Then, further, in this great thought of the Christian life being substantially a building up of oneself on Jesus is implied the need for continuous labour. You cannot build up a house in half an hour. You cannot do it, as the old fable told us that Orpheus did, by music, or by wishing. There must be dogged, hard, continuous, life-long effort if there is to be this building up. No man becomes a saint per saltum. No man makes a character at a flash. The stones are actions; the mortar is that mystical, awful thing, habit; and deeds cemented together by custom rise into that stately dwelling-place in which God abides. So, there is to be a life-long work in character, gradually rearing it into His likeness.

The metaphor also carries with it the idea of orderly progression. There are a number of other New Testament emblems which set forth this notion of the true Christian ideal as being continual growth. For instance, 'first the blade, then the ear, then the full corn in the ear,' represents it as resembling vegetable growth, while elsewhere it is likened to the growth of the human body. Both of these are beautiful images, in that they suggest that such progressive advancement is the natural consequence of life; and is in one aspect effortless and instinctive.

But then you have to supplement that emblem with others, and there comes in sharp contrast to it the metaphor which represents the Christian progress as being warfare. There the element of resistance is emphasised, and the thought is brought out that progress is to be made in spite of strong antagonisms, partly to be found in external circumstances, and partly to be found in our own treacherous selves. The growth of the corn or of the body does not cover the whole facts of the case, but there must be warfare in order to growth.

Collected data.
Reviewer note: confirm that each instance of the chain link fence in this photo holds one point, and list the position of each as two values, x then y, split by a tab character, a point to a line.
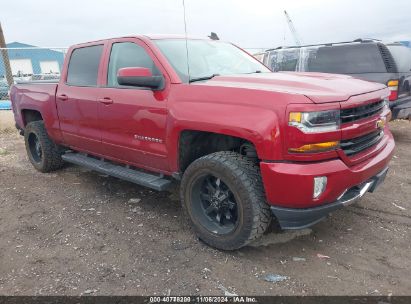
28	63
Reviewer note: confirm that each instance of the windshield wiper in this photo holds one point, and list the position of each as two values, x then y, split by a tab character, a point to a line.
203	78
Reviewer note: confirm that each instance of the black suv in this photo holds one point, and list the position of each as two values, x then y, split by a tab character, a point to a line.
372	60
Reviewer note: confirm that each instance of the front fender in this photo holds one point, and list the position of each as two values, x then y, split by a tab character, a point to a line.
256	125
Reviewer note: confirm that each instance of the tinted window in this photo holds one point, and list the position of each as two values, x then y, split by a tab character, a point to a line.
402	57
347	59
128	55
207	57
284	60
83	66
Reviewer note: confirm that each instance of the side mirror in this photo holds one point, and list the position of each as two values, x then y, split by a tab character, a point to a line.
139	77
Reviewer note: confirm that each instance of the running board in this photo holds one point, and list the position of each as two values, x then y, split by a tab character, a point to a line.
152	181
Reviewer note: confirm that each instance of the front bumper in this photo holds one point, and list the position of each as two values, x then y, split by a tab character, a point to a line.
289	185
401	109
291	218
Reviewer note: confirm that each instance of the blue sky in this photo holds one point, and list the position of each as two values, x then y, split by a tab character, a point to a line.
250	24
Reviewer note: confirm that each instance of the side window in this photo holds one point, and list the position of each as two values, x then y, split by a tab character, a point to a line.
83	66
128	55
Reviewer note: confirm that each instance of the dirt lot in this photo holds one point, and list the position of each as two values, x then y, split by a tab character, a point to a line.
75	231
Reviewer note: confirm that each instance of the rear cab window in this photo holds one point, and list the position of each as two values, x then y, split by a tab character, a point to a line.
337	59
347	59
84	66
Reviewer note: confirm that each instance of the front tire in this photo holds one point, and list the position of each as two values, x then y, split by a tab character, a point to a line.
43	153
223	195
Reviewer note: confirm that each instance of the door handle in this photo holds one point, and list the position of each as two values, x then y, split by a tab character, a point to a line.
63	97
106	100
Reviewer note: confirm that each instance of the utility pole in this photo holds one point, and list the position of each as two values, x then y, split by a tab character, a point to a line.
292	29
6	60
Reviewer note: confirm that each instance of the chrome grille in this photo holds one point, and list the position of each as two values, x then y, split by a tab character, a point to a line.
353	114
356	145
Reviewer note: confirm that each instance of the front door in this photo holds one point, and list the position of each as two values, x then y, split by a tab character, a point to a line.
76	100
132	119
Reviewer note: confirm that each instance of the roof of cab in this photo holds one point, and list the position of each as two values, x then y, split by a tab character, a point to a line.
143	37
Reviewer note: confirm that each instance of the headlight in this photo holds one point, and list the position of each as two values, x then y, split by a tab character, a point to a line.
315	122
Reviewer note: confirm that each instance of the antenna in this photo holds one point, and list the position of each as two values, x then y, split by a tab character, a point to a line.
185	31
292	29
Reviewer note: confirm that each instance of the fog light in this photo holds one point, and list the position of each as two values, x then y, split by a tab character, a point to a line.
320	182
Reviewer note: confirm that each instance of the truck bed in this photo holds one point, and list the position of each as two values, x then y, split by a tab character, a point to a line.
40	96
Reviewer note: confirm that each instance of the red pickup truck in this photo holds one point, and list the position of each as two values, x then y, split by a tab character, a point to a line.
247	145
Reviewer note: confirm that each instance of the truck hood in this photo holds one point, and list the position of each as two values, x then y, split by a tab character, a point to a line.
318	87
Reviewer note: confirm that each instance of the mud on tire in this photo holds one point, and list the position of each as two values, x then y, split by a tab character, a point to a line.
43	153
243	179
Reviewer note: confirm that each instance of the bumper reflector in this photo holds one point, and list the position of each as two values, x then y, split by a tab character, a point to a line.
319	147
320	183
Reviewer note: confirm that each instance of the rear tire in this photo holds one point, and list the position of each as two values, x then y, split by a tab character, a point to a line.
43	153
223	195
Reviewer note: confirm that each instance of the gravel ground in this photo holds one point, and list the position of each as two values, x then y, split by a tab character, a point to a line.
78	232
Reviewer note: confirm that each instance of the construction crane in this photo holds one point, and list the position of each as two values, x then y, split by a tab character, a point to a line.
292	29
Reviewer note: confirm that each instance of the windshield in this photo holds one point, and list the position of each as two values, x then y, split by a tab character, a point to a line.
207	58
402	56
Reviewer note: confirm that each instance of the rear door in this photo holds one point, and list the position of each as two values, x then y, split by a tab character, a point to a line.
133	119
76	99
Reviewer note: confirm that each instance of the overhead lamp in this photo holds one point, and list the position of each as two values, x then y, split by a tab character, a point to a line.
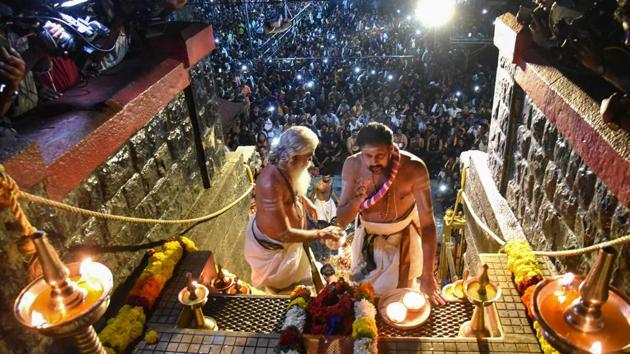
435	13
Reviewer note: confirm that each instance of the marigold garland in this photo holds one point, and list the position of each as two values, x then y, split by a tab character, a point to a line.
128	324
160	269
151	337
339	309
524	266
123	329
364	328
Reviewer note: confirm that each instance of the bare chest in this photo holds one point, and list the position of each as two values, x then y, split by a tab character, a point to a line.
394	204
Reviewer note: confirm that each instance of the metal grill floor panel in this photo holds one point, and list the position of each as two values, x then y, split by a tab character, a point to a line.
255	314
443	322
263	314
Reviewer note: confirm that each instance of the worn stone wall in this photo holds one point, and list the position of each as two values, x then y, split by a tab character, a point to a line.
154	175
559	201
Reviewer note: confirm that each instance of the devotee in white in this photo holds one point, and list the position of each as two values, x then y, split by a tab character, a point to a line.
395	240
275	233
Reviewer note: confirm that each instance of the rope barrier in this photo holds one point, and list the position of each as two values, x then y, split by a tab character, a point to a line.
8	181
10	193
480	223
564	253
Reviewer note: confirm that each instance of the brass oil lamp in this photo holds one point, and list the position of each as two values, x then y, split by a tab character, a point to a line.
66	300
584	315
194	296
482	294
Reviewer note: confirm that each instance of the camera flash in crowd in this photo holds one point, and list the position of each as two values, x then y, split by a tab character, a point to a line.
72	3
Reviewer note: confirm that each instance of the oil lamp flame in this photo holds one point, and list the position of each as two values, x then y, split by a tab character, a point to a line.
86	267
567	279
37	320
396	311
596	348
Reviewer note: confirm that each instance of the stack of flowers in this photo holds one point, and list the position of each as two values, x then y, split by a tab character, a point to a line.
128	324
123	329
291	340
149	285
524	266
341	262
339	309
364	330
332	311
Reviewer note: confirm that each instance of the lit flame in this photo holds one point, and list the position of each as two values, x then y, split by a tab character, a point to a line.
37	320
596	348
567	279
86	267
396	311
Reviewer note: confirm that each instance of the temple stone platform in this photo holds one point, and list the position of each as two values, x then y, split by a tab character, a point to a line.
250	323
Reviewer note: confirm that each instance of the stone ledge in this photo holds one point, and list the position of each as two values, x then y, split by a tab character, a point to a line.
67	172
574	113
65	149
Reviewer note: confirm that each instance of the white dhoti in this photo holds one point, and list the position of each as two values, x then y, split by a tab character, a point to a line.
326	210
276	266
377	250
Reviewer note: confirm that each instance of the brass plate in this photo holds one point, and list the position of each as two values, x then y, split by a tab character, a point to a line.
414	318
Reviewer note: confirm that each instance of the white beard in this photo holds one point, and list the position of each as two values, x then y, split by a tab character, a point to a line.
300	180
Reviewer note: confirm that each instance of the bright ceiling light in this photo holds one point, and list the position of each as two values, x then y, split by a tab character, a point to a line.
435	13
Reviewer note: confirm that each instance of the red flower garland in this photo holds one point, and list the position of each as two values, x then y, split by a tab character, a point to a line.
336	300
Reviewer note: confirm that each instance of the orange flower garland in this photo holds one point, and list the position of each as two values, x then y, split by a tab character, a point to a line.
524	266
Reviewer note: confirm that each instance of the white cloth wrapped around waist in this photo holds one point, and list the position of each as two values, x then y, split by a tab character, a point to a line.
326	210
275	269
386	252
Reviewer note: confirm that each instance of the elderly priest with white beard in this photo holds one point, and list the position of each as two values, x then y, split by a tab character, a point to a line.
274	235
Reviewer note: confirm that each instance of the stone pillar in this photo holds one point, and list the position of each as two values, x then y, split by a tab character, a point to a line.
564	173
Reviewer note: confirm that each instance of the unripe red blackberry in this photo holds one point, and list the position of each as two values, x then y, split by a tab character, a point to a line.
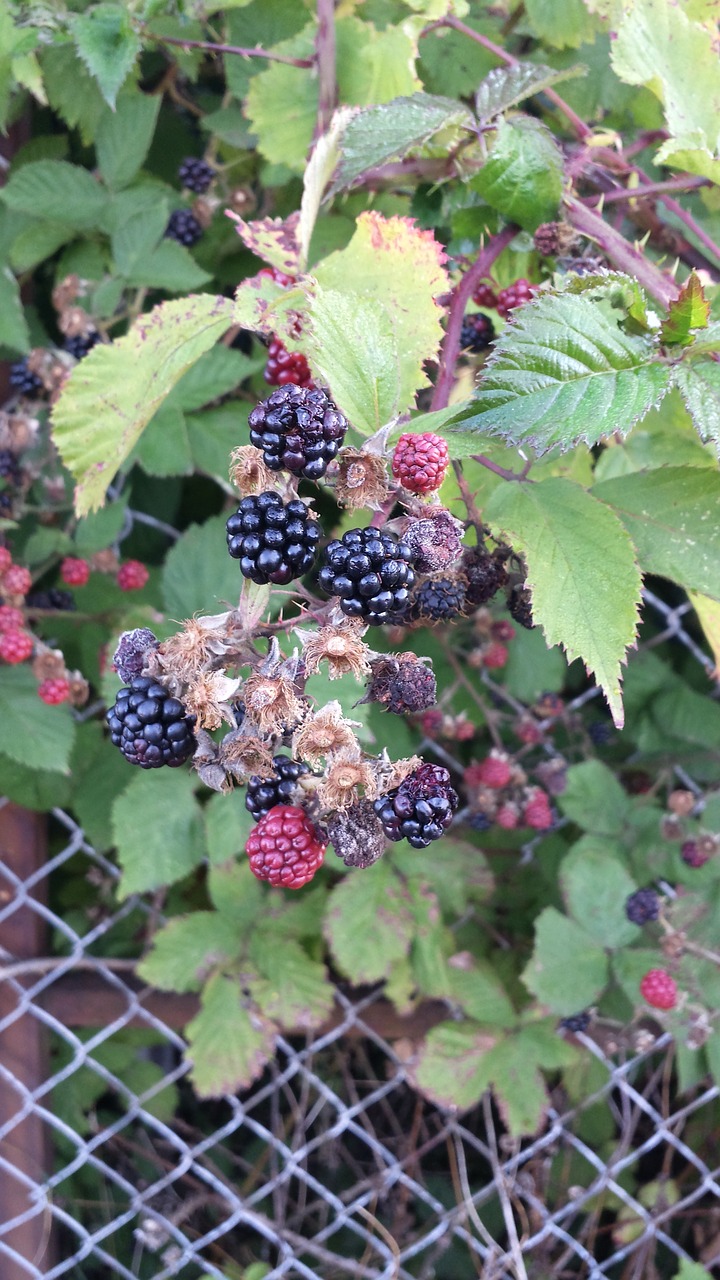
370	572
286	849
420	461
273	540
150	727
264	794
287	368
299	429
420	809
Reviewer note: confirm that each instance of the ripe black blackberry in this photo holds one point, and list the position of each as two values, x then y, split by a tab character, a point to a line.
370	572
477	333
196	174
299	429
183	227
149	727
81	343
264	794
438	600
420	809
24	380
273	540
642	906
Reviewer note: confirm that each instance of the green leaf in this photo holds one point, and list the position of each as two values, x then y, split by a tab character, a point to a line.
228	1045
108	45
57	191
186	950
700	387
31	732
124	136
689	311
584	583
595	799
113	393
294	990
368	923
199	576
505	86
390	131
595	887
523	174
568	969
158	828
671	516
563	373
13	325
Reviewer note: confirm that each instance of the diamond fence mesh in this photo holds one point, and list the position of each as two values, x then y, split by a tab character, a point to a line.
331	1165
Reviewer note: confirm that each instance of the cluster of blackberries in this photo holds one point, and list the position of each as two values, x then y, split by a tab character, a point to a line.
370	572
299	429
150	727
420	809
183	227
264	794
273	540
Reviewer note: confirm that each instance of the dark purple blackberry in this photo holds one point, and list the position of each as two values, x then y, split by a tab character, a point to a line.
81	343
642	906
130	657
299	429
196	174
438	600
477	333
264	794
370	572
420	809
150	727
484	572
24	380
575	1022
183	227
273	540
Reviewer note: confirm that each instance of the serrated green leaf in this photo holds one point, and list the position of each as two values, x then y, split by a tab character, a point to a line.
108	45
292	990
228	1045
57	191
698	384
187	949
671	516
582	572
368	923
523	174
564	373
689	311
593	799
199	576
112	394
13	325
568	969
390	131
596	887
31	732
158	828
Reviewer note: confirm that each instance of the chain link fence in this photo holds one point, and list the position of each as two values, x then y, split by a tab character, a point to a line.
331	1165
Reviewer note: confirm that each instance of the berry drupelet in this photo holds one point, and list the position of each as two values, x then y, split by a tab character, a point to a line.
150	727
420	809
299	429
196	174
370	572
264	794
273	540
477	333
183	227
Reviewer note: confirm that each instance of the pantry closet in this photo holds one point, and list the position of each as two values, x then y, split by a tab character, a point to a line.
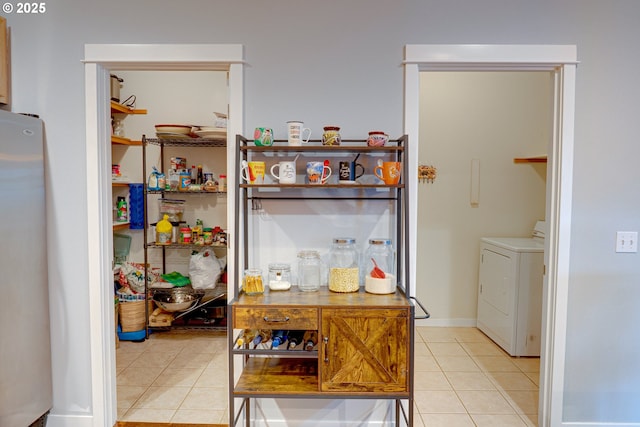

Given exercise. Duplicate the passage on building up the Christian life word for word, in full. The rows shown here were taken from a separate source.

Correct response.
Then, further, in this great thought of the Christian life being substantially a building up of oneself on Jesus is implied the need for continuous labour. You cannot build up a house in half an hour. You cannot do it, as the old fable told us that Orpheus did, by music, or by wishing. There must be dogged, hard, continuous, life-long effort if there is to be this building up. No man becomes a saint per saltum. No man makes a character at a flash. The stones are actions; the mortar is that mystical, awful thing, habit; and deeds cemented together by custom rise into that stately dwelling-place in which God abides. So, there is to be a life-long work in character, gradually rearing it into His likeness.

The metaphor also carries with it the idea of orderly progression. There are a number of other New Testament emblems which set forth this notion of the true Christian ideal as being continual growth. For instance, 'first the blade, then the ear, then the full corn in the ear,' represents it as resembling vegetable growth, while elsewhere it is likened to the growth of the human body. Both of these are beautiful images, in that they suggest that such progressive advancement is the natural consequence of life; and is in one aspect effortless and instinctive.

But then you have to supplement that emblem with others, and there comes in sharp contrast to it the metaphor which represents the Christian progress as being warfare. There the element of resistance is emphasised, and the thought is brought out that progress is to be made in spite of strong antagonisms, partly to be found in external circumstances, and partly to be found in our own treacherous selves. The growth of the corn or of the body does not cover the whole facts of the case, but there must be warfare in order to growth.